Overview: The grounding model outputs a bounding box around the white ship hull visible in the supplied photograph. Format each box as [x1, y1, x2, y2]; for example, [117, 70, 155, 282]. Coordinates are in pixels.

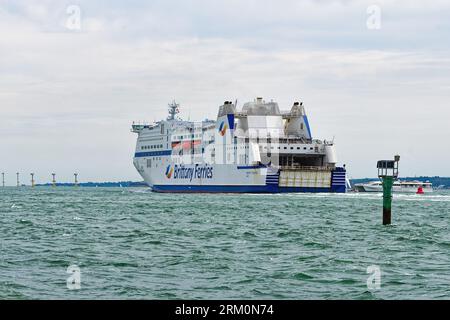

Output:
[132, 99, 346, 193]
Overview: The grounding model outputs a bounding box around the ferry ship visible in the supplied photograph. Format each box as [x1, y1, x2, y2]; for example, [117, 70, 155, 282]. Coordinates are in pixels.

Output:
[355, 181, 433, 193]
[131, 98, 346, 193]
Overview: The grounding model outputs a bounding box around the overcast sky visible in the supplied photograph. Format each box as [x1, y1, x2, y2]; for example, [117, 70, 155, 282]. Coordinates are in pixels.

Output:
[0, 0, 450, 184]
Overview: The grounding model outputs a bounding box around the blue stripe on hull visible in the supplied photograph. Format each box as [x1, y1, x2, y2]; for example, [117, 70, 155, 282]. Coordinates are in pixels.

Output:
[152, 185, 345, 193]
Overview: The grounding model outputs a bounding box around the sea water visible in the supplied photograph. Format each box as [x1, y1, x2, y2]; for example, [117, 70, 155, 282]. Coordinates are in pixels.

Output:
[0, 187, 450, 299]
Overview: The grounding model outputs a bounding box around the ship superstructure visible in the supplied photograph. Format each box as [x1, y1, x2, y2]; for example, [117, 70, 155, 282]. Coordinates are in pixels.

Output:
[132, 98, 346, 193]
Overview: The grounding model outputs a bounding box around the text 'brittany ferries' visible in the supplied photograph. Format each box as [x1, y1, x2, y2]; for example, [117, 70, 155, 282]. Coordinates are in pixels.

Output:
[173, 164, 213, 181]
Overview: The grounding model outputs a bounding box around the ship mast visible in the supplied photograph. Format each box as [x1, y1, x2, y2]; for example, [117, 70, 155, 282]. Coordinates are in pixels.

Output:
[167, 100, 180, 121]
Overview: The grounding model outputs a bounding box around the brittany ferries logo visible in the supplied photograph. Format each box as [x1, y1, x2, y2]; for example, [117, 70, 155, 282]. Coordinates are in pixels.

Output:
[166, 164, 173, 179]
[219, 121, 228, 137]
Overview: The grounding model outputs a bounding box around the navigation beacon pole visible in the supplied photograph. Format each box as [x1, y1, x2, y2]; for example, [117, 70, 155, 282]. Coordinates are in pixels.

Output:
[30, 173, 34, 188]
[377, 155, 400, 225]
[52, 173, 56, 187]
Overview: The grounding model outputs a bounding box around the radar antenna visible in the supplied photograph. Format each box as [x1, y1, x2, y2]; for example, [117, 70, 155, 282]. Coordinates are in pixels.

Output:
[167, 100, 180, 120]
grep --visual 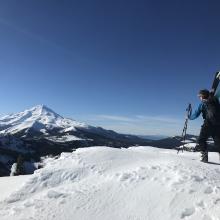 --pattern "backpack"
[202,97,220,126]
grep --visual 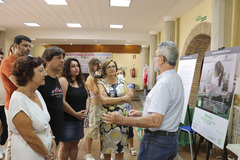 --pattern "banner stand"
[194,47,233,160]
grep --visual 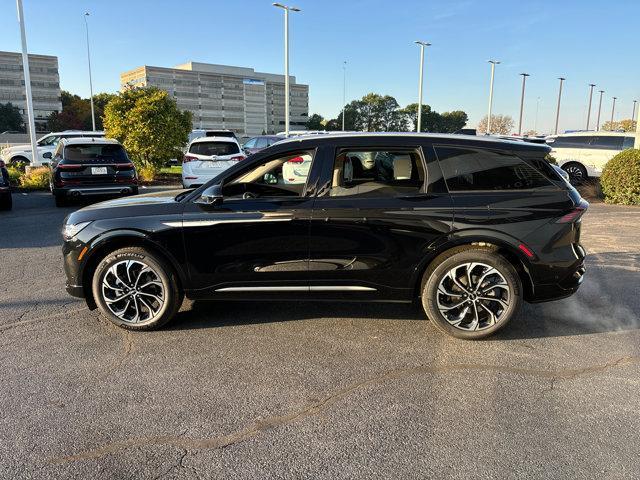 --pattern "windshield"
[189,142,240,156]
[38,135,60,147]
[64,144,129,163]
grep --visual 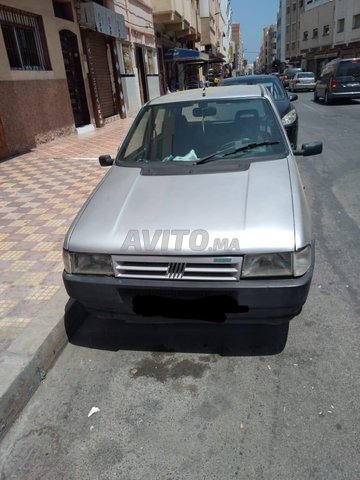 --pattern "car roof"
[223,75,277,85]
[148,85,269,105]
┄┄┄┄┄┄┄┄┄┄
Directions
Reproduce the data above word for word, starting at its very beginning and ending at the line that contains "[167, 100, 180, 121]", with both of those ends included. Leave the pictures out of your reproduction.

Answer in full
Overview: The grounding model outputs a bounding box around the white ship hull visible in the supplied photograph. Format each box as [x1, y1, x2, y2]; for example, [117, 70, 155, 282]. Coordinates are in pixels.


Output:
[132, 99, 346, 193]
Overview: The grounding model outputs a bounding box around the ferry ship visible in the supplied photograph. Format each box as [x1, y1, x2, y2]; for example, [117, 70, 155, 282]. Coordinates are in pixels.

Output:
[355, 181, 433, 193]
[131, 98, 346, 193]
Overview: The grounding model outputs a bounding box around the overcast sky visible in the supplied photograph. Format each box as [x1, y1, x2, y2]; for example, [117, 70, 155, 282]. Coordinates are in pixels.

Output:
[0, 0, 450, 184]
Overview: The grounding model outputs a bounding box around the blue stripe on hull visible in the supplied photograph. Format each box as [x1, y1, x2, y2]; for example, [117, 70, 155, 282]. Coordinates are in pixels.

Output:
[152, 185, 345, 193]
Overview: The grounding model outputs a bounding box around the sea water visible in the supplied photograph. Format each box as [x1, y1, x2, y2]; for example, [117, 70, 155, 282]. Coordinates are in pixels.

Output:
[0, 187, 450, 299]
Overview: The grounding model outputs a bounding box around the ship superstructure visible in the supplied photograph. Format each box as [x1, y1, x2, y2]; for example, [117, 70, 155, 282]. Coordinates are in pixels.

Output:
[132, 98, 346, 193]
Overview: The grounding model outputs a bounding box around the text 'brittany ferries' visible in the supplied photograph. Format each box as [x1, y1, x2, y2]; for example, [117, 70, 155, 282]. Coordinates are in pixels.

Output:
[173, 164, 213, 181]
Overview: The grounding model outputs a bounding box around the ship mast visible in the supplied photograph. Format each box as [x1, y1, x2, y2]; for example, [117, 70, 155, 282]. Coordinates are in pixels.

Output:
[167, 100, 180, 121]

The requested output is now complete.